Pick out every line in the records below that contains the string "hiking", and copy each of those lines.
──────
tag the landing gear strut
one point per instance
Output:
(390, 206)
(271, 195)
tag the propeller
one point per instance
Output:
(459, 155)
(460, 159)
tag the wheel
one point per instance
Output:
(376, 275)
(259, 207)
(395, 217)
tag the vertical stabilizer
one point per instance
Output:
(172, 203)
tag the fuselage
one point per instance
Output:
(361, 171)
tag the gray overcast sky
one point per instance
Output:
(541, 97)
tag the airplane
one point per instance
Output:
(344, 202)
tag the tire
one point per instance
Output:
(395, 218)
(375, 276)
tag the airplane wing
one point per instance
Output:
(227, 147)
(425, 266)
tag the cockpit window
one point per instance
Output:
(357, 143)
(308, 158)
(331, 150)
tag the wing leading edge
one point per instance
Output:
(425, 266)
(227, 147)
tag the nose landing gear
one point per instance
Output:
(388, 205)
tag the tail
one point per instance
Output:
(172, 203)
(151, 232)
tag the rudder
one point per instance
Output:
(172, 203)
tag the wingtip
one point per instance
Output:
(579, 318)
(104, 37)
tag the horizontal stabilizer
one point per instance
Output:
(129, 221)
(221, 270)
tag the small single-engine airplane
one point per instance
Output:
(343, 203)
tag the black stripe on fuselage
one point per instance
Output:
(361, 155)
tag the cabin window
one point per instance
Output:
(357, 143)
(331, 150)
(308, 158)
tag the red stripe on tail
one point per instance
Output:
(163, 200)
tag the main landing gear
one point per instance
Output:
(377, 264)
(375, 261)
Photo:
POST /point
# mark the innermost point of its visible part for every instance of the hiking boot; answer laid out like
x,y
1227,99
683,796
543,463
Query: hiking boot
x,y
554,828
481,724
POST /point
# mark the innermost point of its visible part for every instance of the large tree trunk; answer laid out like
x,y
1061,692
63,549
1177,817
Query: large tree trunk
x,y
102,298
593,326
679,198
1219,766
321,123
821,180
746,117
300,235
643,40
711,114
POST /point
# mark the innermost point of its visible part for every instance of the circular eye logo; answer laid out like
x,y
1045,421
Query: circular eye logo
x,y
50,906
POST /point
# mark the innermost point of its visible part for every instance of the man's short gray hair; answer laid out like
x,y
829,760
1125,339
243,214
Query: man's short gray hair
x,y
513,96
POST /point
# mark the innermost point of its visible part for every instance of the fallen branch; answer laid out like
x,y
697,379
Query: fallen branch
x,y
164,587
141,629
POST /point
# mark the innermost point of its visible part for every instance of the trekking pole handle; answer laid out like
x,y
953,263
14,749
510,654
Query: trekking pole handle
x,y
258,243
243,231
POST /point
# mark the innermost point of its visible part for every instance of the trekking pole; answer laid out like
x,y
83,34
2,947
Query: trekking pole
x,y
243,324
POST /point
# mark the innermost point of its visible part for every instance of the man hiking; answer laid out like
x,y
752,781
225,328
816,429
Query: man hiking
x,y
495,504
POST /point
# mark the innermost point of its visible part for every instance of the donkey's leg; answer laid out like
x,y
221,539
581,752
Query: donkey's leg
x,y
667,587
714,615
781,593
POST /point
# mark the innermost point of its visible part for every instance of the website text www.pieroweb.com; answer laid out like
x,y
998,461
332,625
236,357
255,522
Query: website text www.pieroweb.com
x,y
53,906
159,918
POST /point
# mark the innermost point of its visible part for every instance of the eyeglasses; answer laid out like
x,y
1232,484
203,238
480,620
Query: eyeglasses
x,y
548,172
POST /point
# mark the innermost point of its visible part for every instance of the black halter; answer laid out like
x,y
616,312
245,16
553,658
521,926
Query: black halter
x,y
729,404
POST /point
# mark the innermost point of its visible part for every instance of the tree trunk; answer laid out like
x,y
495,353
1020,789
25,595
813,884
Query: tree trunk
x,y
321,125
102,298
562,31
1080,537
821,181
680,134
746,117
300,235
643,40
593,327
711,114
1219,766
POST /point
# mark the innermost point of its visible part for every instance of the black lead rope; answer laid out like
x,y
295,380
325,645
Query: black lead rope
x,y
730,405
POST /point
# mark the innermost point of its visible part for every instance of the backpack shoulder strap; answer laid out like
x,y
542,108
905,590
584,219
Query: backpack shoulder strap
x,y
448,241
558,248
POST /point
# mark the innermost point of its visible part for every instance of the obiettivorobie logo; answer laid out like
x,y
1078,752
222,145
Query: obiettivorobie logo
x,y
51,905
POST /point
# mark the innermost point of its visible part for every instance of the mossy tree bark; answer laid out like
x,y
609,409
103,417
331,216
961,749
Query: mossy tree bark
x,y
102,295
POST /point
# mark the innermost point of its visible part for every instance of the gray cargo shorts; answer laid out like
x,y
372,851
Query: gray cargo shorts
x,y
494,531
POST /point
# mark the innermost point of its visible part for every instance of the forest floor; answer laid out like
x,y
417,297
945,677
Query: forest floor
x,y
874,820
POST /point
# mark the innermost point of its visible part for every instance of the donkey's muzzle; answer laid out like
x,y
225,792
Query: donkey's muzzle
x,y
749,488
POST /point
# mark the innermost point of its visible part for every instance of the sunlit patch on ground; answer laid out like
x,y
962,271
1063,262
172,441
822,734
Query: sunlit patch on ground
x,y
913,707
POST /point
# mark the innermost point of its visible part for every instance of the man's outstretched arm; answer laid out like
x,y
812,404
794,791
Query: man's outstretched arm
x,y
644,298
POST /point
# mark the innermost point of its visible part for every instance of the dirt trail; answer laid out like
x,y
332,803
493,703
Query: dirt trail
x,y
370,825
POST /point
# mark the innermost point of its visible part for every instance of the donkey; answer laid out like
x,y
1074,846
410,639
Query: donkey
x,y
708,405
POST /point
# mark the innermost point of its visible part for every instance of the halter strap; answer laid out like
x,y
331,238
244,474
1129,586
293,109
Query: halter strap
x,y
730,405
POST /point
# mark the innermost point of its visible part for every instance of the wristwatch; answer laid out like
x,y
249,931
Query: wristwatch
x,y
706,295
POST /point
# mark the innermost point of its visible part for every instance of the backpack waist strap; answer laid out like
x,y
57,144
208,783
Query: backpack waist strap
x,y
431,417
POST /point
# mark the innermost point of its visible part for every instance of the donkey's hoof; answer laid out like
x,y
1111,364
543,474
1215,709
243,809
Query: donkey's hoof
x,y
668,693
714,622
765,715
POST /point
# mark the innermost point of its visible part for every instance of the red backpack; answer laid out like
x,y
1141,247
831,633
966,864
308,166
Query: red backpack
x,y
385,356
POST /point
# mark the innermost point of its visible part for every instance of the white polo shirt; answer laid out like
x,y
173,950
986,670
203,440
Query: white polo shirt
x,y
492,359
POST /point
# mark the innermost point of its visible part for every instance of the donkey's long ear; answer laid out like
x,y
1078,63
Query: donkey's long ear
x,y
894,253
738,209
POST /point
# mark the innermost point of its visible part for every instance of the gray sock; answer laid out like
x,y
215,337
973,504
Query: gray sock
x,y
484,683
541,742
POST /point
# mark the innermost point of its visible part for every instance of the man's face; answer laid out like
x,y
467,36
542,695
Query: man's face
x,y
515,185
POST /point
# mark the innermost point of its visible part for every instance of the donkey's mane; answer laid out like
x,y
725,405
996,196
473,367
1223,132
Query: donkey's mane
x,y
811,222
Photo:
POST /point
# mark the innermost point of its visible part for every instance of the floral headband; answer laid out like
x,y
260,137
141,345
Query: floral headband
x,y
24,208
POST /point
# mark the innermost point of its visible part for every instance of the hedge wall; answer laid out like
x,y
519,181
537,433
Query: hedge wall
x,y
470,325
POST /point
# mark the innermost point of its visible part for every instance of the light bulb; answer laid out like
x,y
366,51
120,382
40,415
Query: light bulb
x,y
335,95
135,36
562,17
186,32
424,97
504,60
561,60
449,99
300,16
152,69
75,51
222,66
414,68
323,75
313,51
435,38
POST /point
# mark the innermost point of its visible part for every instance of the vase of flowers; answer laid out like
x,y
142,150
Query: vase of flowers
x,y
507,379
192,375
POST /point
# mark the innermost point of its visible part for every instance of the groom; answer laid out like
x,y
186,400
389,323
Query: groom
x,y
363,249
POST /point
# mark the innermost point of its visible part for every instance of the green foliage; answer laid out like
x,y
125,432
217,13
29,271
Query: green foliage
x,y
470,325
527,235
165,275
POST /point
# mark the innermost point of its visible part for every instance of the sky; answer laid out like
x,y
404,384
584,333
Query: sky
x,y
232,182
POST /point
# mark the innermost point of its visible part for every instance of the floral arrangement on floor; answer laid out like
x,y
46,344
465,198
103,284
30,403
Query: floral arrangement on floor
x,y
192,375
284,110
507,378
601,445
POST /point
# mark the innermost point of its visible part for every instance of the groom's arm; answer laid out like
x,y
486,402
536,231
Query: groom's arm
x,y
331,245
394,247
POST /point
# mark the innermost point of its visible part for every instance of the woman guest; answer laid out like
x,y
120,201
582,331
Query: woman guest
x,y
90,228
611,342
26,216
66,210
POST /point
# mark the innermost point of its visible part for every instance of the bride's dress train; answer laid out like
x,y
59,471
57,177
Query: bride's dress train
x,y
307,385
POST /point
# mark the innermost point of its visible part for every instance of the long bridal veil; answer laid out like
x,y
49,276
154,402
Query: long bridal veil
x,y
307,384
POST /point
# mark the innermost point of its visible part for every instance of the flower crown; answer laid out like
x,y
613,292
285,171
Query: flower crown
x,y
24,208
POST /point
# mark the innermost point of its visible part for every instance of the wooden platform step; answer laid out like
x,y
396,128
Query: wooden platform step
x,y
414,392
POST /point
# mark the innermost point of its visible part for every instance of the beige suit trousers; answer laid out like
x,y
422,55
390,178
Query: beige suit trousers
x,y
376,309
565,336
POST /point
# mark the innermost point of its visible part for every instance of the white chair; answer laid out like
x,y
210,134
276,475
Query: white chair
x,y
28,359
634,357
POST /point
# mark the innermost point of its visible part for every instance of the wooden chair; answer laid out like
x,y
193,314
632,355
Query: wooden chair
──────
[RESPONSE FOR THIS EXERCISE]:
# mark the innermost point of its visible part for every instance of the hiking boot; answer laid out like
Query: hiking boot
# mark the innermost point of its visible part for every instance of the man hiking; answer laid out like
Query: man hiking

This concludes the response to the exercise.